_Выбранный текст_:

Г.А.: Пять гобеленов – это около полугода или месяцев семь. Это считается очень быстро, потому что такие работы создаются гораздо дольше. Но я хотела успеть, поэтому приложила больше сил и времени. При этом я еще и работала в школе искусств.

- А в каком году Вы создали «Черкесских мадонн»?

Г.А.: В 2017 году. Это одна из моих последних работ. И, не смотря на все сопутствующие жизни процессы - работа, дом и всё прочее - сама себя заставляла находить время, хотела быстрее это сделать. Если бы я работала в нормальном обычном режиме, не торопясь, то потребовалось бы, как минимум, два года на их создание. Ну, может быть, из-за того что я так мобилизовалась, оно так быстро и получилось.

- Увидев Ваши гобелены, я расценила их как, в некотором роде, работы символизма. А Вы как их рассматриваете?

Г.А.: Прежде всего, надо очень хорошо понимать суть течения символизма в искусстве. Не могу сказать, что отлично разбираюсь в нём. Но, на мой взгляд, это не просто символизм. Это даже вовсе и не символизм. Конечно, любой орнамент – это символ чего-то. Но сколько функций, сколько значений нёс на себе сам орнамент, сколько элементов он нёс в себе, сегодня мы не можем знать это до конца.

_Исходные данные_:
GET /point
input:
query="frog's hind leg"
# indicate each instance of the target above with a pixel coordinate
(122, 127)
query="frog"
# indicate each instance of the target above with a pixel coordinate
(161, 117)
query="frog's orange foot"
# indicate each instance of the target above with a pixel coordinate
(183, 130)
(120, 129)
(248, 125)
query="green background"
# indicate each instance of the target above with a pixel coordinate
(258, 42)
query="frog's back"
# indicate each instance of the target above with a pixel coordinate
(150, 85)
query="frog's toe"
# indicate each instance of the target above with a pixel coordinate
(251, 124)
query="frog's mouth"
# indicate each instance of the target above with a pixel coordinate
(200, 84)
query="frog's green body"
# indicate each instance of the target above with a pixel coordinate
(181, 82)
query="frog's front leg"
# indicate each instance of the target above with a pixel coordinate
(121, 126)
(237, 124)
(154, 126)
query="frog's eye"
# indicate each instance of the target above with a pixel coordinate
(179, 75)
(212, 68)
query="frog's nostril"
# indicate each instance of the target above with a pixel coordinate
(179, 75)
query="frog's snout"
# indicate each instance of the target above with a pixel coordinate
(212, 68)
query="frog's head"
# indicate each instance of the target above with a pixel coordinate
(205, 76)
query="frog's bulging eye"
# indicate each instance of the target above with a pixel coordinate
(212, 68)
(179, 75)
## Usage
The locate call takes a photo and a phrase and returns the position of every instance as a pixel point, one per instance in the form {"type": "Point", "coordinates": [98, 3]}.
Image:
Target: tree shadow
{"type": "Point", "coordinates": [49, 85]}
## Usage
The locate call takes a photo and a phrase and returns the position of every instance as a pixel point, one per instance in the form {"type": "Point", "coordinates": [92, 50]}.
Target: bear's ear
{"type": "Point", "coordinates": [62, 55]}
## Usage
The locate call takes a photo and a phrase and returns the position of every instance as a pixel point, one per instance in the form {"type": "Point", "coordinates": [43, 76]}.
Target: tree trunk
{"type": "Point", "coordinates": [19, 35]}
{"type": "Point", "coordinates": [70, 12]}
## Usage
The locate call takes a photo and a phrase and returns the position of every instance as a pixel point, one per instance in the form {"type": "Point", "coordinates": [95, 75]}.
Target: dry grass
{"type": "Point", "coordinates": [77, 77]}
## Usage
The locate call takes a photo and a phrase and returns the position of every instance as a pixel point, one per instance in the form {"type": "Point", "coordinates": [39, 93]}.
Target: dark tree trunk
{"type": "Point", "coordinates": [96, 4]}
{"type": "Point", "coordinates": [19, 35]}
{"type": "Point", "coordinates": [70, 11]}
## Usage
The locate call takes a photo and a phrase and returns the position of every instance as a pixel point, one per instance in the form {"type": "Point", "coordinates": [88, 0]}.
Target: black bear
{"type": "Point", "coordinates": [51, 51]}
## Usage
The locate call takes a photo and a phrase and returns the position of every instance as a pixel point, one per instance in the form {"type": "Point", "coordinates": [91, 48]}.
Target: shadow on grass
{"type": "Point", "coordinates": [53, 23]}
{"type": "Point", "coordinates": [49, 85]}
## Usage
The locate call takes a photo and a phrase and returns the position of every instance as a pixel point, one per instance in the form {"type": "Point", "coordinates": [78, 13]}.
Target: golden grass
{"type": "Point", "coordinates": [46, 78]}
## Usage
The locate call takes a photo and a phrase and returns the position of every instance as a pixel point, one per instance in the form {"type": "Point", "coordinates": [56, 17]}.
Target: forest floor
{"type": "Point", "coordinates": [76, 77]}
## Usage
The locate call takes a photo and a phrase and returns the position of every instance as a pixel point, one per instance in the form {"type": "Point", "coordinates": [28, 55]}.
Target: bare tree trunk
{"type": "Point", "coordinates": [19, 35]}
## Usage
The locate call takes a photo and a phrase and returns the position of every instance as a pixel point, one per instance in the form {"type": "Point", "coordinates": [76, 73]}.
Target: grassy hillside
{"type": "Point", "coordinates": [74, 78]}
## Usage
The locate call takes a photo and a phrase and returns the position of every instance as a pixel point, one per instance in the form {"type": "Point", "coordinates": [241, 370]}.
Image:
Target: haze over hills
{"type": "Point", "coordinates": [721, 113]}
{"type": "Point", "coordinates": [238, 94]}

_Письменное задание 1_:
В каком году, согласно интервью о гобеленах, были созданы «Черкесские мадонны»?
_Письменное задание 2_:
Повторите без изменений фрагмент интервью о гобеленах от слов «- Увидев Ваши» до слов «это до конца.» включительно.
Строки взяты из другого источника.

_Ответ на задание 1_:
В 2017 году.

_Ответ на задание 2_:
- Увидев Ваши гобелены, я расценила их как, в некотором роде, работы символизма. А Вы как их рассматриваете?

Г.А.: Прежде всего, надо очень хорошо понимать суть течения символизма в искусстве. Не могу сказать, что отлично разбираюсь в нём. Но, на мой взгляд, это не просто символизм. Это даже вовсе и не символизм. Конечно, любой орнамент – это символ чего-то. Но сколько функций, сколько значений нёс на себе сам орнамент, сколько элементов он нёс в себе, сегодня мы не можем знать это до конца.